■ Page excerpt ■
========================
Senior Judge of the United States District Court for the Northern District of Texas
- In office January 17, 1990 – November 6, 1991

Chief Judge of the United States District Court for the Northern District of Texas
- In office 1986–1989
- Preceded by: Halbert Owen Woodward
- Succeeded by: Barefoot Sanders

Judge of the United States District Court for the Northern District of Texas
- In office June 20, 1974 – January 17, 1990
- Appointed by: Richard Nixon
- Preceded by: Leo Brewster
- Succeeded by: Jorge Antonio Solis

Personal details
- Born: Robert William Porter August 13, 1926 Monmouth, Illinois, U.S.
- Died: November 6, 1991 (aged 65) Dallas, Texas, U.S.
- Education: Monmouth College (A.B.) University of Michigan Law School (J.D.)

= Robert William Porter =

American judge

Robert William Porter (August 13, 1926 – November 6, 1991) was a United States district judge of the United States District Court for the Northern District of Texas.

==Education and career==

Robert William Porter was born in Monmouth, Illinois. He served in the United States Navy during World War II from 1944 to 1946. Following his military service, he pursued higher education, earning an Artium Baccalaureus degree from Monmouth College in 1949 and a Juris Doctor from the University of Michigan Law School in 1952.

Upon completing his legal education, he began his professional career as home office counsel for the Reserve Life Insurance Company in Dallas, Texas, a position he held from 1952 to 1954. Subsequently, he entered private legal practice in Dallas, where he remained active from 1954 to 1974.
========================
■ Exercises ■
(1) Print the stretch of the Robert William Porter biography from "Robert William Porter (August" through "School in 1952.".
(2) Answer these questions using the Robert William Porter biography:
(a) Which president appointed him as a district judge?
(b) For which company did he work as home office counsel?
(c) In which years did he serve in the United States Navy?
The listing comes from a different source than the Robert William Porter biography.

■ Data extract ■
========================
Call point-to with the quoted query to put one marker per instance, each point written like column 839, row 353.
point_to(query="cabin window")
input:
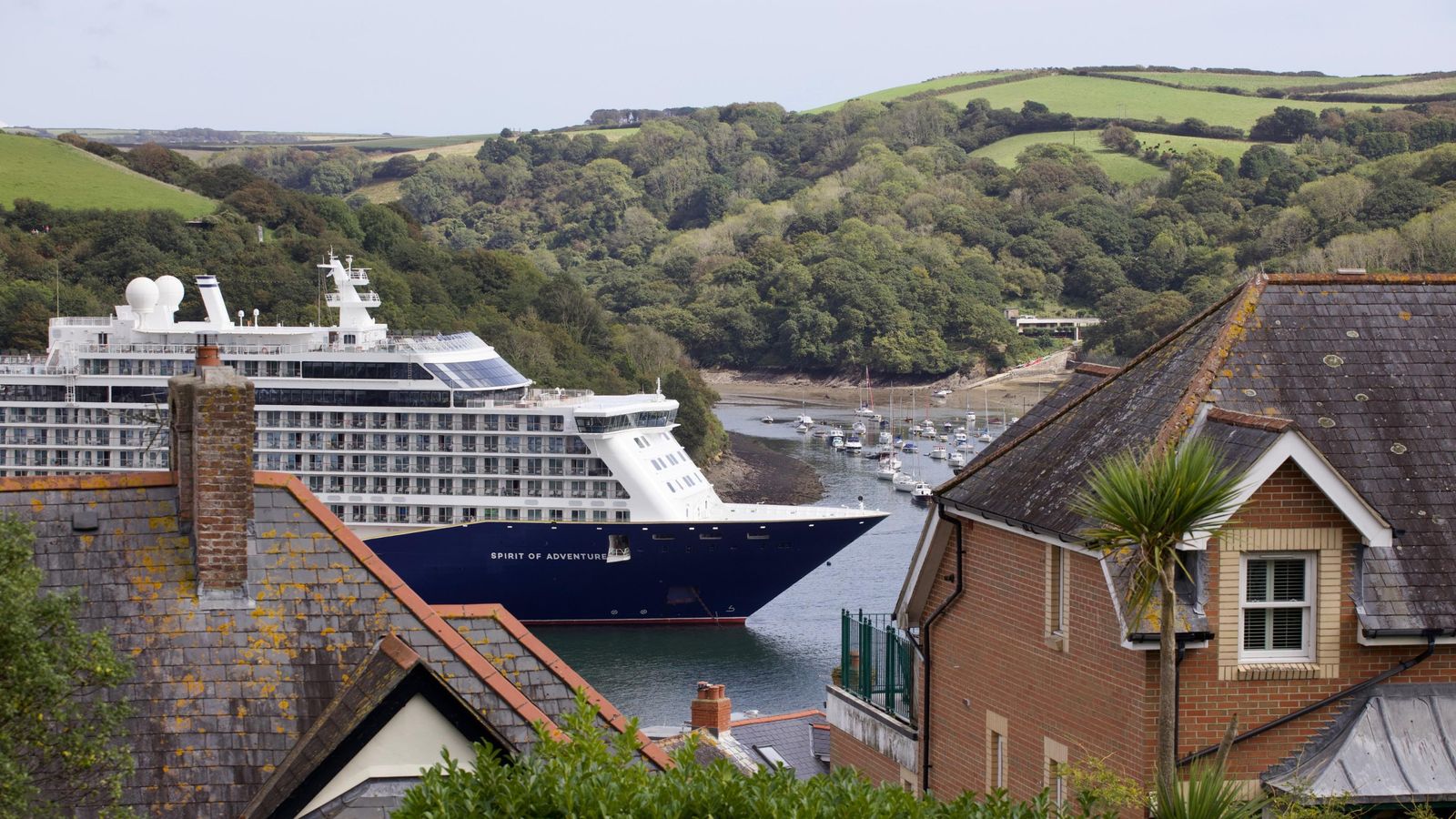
column 1276, row 605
========================
■ Solutions below ■
(1)
Robert William Porter (August 13, 1926 – November 6, 1991) was a United States district judge of the United States District Court for the Northern District of Texas.

==Education and career==

Robert William Porter was born in Monmouth, Illinois. He served in the United States Navy during World War II from 1944 to 1946. Following his military service, he pursued higher education, earning an Artium Baccalaureus degree from Monmouth College in 1949 and a Juris Doctor from the University of Michigan Law School in 1952.

(2)
(a) Richard Nixon
(b) The Reserve Life Insurance Company
(c) From 1944 to 1946